* Try it *
In the opinion column about Alabama prison costs, list each different dollar amount written with a dollar sign, in the order each first appears.

* Selected passage *
= Beginning of Section =
This is an opinion column.
When Kay Ivey first ran for governor, she campaigned with folksy ads in which she said cutely cryptic things.
“There’s no step too high for a high-stepper,” Ivey said at every opportunity.
And most folks laughed and moved along without asking an important question: What the heck does that even mean?
Now we know. “High” is the price. And it’s what you and I will pay for Alabama prisons.
On Wednesday, the governor gave her approval to raise what Alabama will pay for a new 4,000-bed mega-prison in Elmore County.
Almost $1 billion.
And as a high-stepper, Kay Ivey doesn’t care if there’s breathable air up here. The cost will keep going up and there’s no limit to what we might have to pay.
It’s worth remembering how many steps we’ve already climbed.
All this began with a plan to build four new prisons — three for the men and one for the women — for about $800 million. That was way back in 2016, when Robert Bentley was still governor.
By 2019, plans had changed, as so had the leadership. Ivey proposed spending $900 million for three prisons, all for the men. The women’s prison got lost in the shuffle but the price stayed the same.
Three for the price of four, but we’re nowhere close to done.
Last year, the state signed contracts to build two prisons for that price, one in Elmore County and one in Escambia.
Two for the price of four …
And most recently, on Wednesday, the Alabama Corrections Institution Finance Authority, on which Ivey serves, approved spending up to $975 million for the prison in Elmore County.
That’s right. I said the prison. As in singular. A billion dollars just for one.
Whether there will be a second prison in Escambia County is now up in the air — high in the air — but it won’t come from what the Legislature has approved for the project. Lawmakers will have to authorize more.
Ivey approved paying the increase despite the state having signed a contract last year to pay $623 million for the Elmore County prison.
If you signed a contract on a new home and then the builder told you they needed 54 percent more, you’d probably report them to the authorities. But this is government we’re talking about.
And I really wish I could tell you that this prison will cost $1 billion, but here’s the thing — they’re not done designing the thing yet.
= End of Section =
Saved entries:
= Beginning of Section =
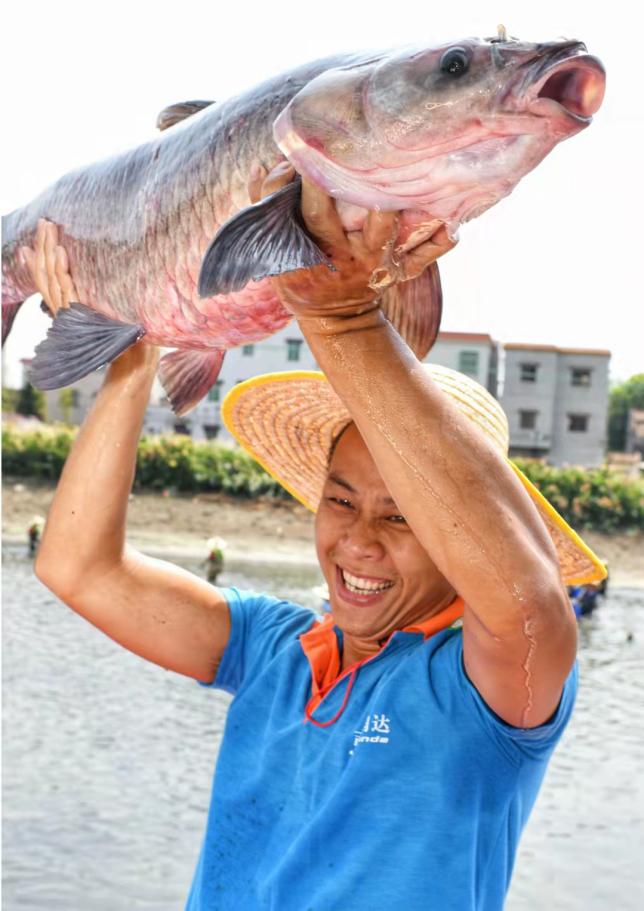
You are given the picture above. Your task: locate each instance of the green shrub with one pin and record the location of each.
(168, 462)
(597, 499)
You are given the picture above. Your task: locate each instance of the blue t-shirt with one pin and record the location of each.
(413, 799)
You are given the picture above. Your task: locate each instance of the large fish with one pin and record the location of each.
(439, 133)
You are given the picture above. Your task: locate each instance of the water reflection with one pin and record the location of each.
(108, 763)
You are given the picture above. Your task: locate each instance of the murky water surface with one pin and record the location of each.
(108, 764)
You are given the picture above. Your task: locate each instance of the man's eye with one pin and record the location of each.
(341, 501)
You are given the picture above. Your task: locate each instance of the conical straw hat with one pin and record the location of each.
(288, 422)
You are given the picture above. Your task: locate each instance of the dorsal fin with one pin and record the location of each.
(180, 111)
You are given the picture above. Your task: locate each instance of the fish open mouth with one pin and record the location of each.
(573, 87)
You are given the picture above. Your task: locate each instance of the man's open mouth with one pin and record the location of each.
= End of Section =
* Completed task *
$1 billion
$800 million
$900 million
$975 million
$623 million